Source data:
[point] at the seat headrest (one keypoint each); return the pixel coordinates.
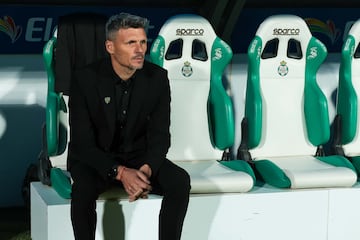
(189, 26)
(355, 30)
(284, 27)
(188, 47)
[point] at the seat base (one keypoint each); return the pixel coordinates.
(307, 171)
(264, 213)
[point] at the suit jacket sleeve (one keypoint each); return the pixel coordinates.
(158, 134)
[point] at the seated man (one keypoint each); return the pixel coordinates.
(119, 132)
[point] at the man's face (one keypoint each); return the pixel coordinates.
(128, 49)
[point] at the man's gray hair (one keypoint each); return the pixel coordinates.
(124, 21)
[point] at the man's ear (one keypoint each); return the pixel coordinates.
(109, 45)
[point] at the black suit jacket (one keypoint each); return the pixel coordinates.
(92, 107)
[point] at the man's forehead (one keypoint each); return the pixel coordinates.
(132, 34)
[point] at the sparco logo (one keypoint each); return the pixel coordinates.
(189, 32)
(286, 31)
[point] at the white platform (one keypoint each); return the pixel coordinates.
(263, 213)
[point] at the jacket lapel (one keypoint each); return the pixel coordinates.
(107, 100)
(137, 99)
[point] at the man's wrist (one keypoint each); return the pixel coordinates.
(113, 172)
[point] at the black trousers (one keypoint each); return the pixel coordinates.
(172, 182)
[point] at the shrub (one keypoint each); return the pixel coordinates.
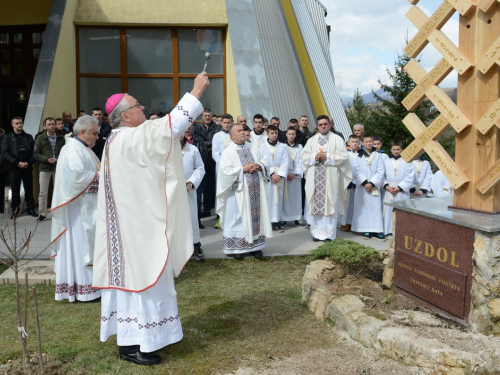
(351, 256)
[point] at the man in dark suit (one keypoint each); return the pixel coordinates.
(104, 131)
(17, 151)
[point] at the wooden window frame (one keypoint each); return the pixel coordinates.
(175, 75)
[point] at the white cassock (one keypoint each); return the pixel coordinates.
(242, 198)
(397, 173)
(219, 143)
(278, 161)
(346, 218)
(441, 187)
(194, 170)
(423, 177)
(326, 183)
(74, 205)
(258, 140)
(292, 190)
(143, 235)
(367, 215)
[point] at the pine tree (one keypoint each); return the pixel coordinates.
(386, 120)
(357, 112)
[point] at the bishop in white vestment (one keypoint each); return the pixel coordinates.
(441, 187)
(367, 215)
(194, 170)
(399, 178)
(423, 178)
(328, 173)
(74, 205)
(144, 235)
(242, 197)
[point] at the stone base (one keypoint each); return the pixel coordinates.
(479, 233)
(396, 341)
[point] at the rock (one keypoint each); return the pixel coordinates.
(494, 309)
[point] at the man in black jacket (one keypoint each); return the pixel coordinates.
(207, 131)
(17, 150)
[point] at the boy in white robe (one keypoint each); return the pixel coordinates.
(194, 170)
(277, 156)
(292, 190)
(242, 197)
(346, 218)
(328, 173)
(74, 205)
(367, 215)
(258, 135)
(399, 177)
(423, 178)
(441, 187)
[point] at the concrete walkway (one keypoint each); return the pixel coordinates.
(295, 241)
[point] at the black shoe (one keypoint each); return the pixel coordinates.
(15, 213)
(258, 254)
(32, 213)
(140, 358)
(198, 254)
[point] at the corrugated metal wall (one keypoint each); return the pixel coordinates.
(287, 90)
(310, 17)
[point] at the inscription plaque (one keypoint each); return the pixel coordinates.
(433, 262)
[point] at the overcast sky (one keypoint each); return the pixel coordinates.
(367, 35)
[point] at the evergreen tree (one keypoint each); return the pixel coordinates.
(357, 112)
(386, 120)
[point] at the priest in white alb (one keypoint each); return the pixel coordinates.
(242, 197)
(194, 170)
(74, 204)
(328, 173)
(143, 236)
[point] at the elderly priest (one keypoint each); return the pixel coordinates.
(74, 205)
(143, 235)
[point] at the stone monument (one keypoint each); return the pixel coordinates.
(446, 250)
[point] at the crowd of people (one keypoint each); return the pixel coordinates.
(120, 228)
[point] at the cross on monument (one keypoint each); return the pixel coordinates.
(475, 173)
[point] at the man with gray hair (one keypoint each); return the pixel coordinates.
(74, 204)
(143, 234)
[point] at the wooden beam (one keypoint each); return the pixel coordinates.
(434, 77)
(438, 154)
(486, 5)
(490, 179)
(440, 41)
(436, 21)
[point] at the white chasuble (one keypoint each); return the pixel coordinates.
(326, 183)
(278, 159)
(144, 234)
(292, 190)
(242, 200)
(74, 206)
(194, 170)
(423, 176)
(397, 173)
(441, 187)
(258, 140)
(367, 215)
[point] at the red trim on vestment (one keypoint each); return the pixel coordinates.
(71, 200)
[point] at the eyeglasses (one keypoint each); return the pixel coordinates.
(137, 105)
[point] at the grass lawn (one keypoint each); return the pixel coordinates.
(234, 314)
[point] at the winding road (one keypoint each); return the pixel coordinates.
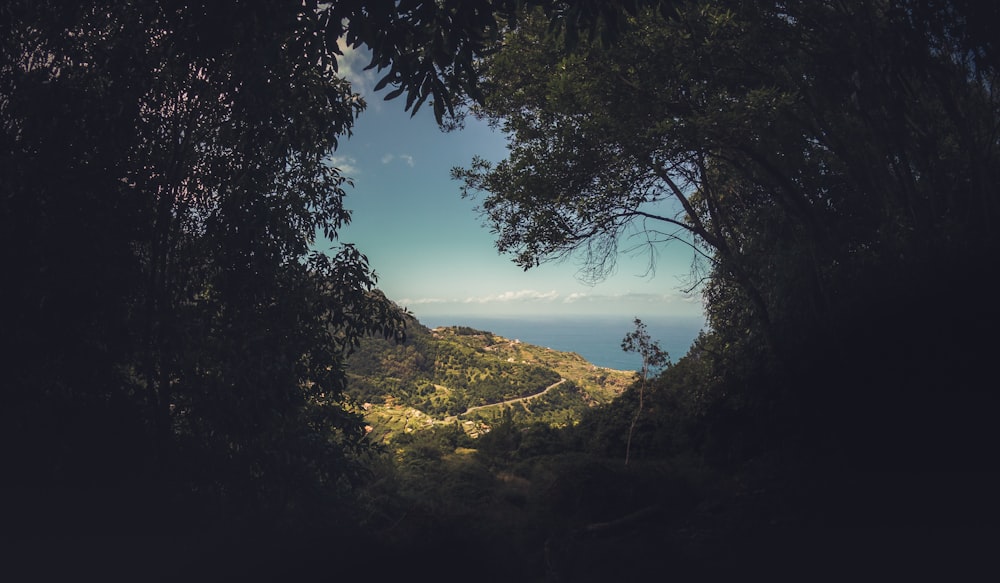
(452, 418)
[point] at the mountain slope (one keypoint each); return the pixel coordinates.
(459, 374)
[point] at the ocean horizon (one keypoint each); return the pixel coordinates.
(596, 338)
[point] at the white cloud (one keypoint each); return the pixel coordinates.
(423, 301)
(351, 66)
(525, 295)
(346, 164)
(387, 158)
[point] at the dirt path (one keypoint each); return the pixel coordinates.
(452, 418)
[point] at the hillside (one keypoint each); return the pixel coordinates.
(459, 374)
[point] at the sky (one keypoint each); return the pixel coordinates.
(429, 247)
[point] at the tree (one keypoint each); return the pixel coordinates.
(803, 150)
(653, 357)
(166, 166)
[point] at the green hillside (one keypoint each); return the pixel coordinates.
(459, 374)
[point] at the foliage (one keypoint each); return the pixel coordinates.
(653, 357)
(803, 150)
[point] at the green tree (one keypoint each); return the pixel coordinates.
(653, 358)
(803, 150)
(166, 167)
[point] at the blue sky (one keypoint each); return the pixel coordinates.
(428, 245)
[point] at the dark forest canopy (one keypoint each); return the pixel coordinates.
(816, 150)
(173, 347)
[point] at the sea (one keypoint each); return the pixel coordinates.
(598, 339)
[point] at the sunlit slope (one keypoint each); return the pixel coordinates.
(462, 375)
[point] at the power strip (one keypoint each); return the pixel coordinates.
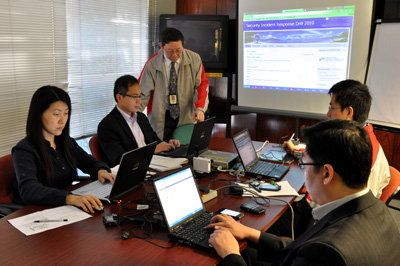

WHAT YOU ARE ASKED TO DO: Update every row of the source data by replacing "pixel coordinates" with "x and y positions" and keeping everything else unchanged. Leave out the pictures.

ANSWER FOR THE TASK:
[point] at the seat headrest (one keypoint each); return the x and y positions.
(189, 26)
(355, 30)
(284, 27)
(188, 47)
[point] at the seat base (one keypoint each); return the x and y positions.
(307, 171)
(264, 213)
[point] at the suit jacket sleeve (one keypoint each); return the x and y positions.
(158, 134)
[point] at the seated man (one keypoint each); return the x and y positions.
(119, 132)
[point] at the man's face (one keypoint each); return the x and y positions.
(128, 49)
[point] at the man's gray hair (one keypoint each); return the x and y positions.
(124, 21)
[point] at the man's ear (one keypoint each); return the x and y positions.
(109, 45)
[point] at the black suit jacket (one keypoint each); return the x and y positions.
(92, 107)
[point] at the man's forehead (one keypoint each); return the x and y positions.
(132, 34)
[point] at the sparco logo (one keypoint each); return the x and y positions.
(189, 32)
(286, 31)
[point] at the white platform (one keypoint each); return the x and y positions.
(263, 213)
[point] at the jacket lapel (one keypoint each); return the x and y positions.
(107, 100)
(137, 99)
[point] at the man's wrist (one keypoint each); return the x and y positions.
(113, 172)
[point] at the black trousers (one keypoint each); return the x and y positions.
(172, 182)
[point] at the shrub (one keypoint each); return the x and y positions.
(351, 256)
[point] at the man in dark suit (one keypoint each); return the x and y positions.
(104, 131)
(17, 151)
[point] at the wooden window frame (one keypoint each); return the x and y positions.
(175, 75)
[point] at the white cassock (one keypoint each); return the x and y positions.
(242, 198)
(397, 173)
(219, 143)
(278, 161)
(346, 218)
(441, 187)
(194, 170)
(423, 177)
(326, 183)
(74, 205)
(258, 140)
(292, 190)
(143, 235)
(367, 215)
[point] at the pine tree (one keypoint each); return the x and y positions.
(386, 120)
(357, 112)
[point] at the bishop in white vestment (one keypoint each); return the x and y positions.
(441, 187)
(367, 215)
(194, 170)
(399, 178)
(423, 178)
(328, 173)
(74, 205)
(144, 235)
(242, 197)
[point] at the stone base (one keypoint each); return the x and y positions.
(479, 233)
(396, 341)
[point] at the rock (one keypoint each); return the x and y positions.
(494, 309)
[point] at the man in black jacket (one keypoint each); return the x and y positions.
(207, 131)
(17, 150)
[point] at the boy in white robe (one keypoint each); return the x and y positions.
(194, 170)
(277, 156)
(292, 190)
(242, 197)
(346, 218)
(328, 173)
(74, 205)
(367, 215)
(258, 135)
(399, 177)
(423, 178)
(441, 187)
[point] at the concrete walkway (one keypoint each); return the x and y positions.
(295, 241)
[point] at the black shoe (one keypoint each); return the x and y positions.
(15, 213)
(258, 254)
(32, 213)
(140, 358)
(198, 254)
[point] at the corrugated metal wall (one keypoint each); return the x and y positions.
(287, 90)
(310, 17)
[point] at the inscription plaque (one keypoint each); return the x and y positions.
(433, 262)
[point] at the overcast sky (one keypoint each); return the x and y positions.
(367, 35)
[point] at the evergreen tree (one keypoint each); return the x and y positions.
(357, 112)
(386, 120)
[point] at the priest in white alb (one keypoint each); return the x and y positions.
(242, 197)
(194, 170)
(74, 204)
(328, 173)
(143, 236)
[point] at the elderly priest (one keypoint each); return the x and y positions.
(74, 205)
(143, 235)
[point] at the stone monument (one keypoint each); return the x and y positions.
(446, 250)
[point] at the crowd of people (one keypoint each); return the x and y positions.
(120, 228)
[point] at the cross on monument (one keypoint each); return the x and y positions.
(475, 173)
[point] at the man with gray hair (one keypoint each); return the x and y positions.
(74, 204)
(143, 234)
[point] at the wooden beam (one keypoint each); return the x and y positions.
(434, 77)
(438, 154)
(486, 5)
(490, 179)
(440, 41)
(436, 21)
[point] at the white chasuble (one keypoint each); return the x and y positions.
(326, 183)
(278, 159)
(144, 234)
(292, 190)
(242, 200)
(74, 206)
(194, 170)
(423, 176)
(397, 173)
(441, 187)
(258, 140)
(367, 215)
[point] at the red trim on vestment (one keypoint each); return the x and y positions.
(71, 200)
[point] at the eyeglasses (one keypoint each); return the x and y positions.
(137, 105)
[point] at the grass lawn (one keypoint each); return the x and y positions.
(234, 314)
[point] at the winding road (one keypoint each); return the x and y positions.
(452, 418)
[point] at the mountain slope (one keypoint each); return the x and y positions.
(459, 374)
[point] at the ocean horizon (one keypoint each); return the x and y positions.
(596, 338)
[point] at the white cloud (one keypoint each); return the x and y positions.
(423, 301)
(351, 66)
(525, 295)
(346, 164)
(387, 158)
[point] at the dirt path (one keypoint each); return the x and y positions.
(452, 418)
[point] at the hillside (one keypoint each); return the x and y positions.
(459, 374)
[point] at the sky (one keypoint each); return the x and y positions.
(429, 247)
[point] at the tree (one keypoint each); return the x and y positions.
(803, 150)
(653, 357)
(166, 166)
[point] at the green hillside (one keypoint each); return the x and y positions.
(459, 374)
[point] at the foliage (one keypoint each); return the x and y positions.
(653, 357)
(803, 150)
[point] at the green tree (one keypoint each); return the x and y positions.
(653, 358)
(803, 150)
(166, 167)
[point] at the blue sky (one keypoint each); return the x and y positions.
(428, 245)
[point] at the dark forest canopy (one keypoint each); return the x and y positions.
(816, 150)
(173, 347)
[point] at the sea (one keypoint each); return the x and y positions.
(598, 339)
[point] at the sunlit slope (one keypoint each); return the x and y positions.
(462, 375)
[point] at the power strip (one keypoint each); return the x and y positions.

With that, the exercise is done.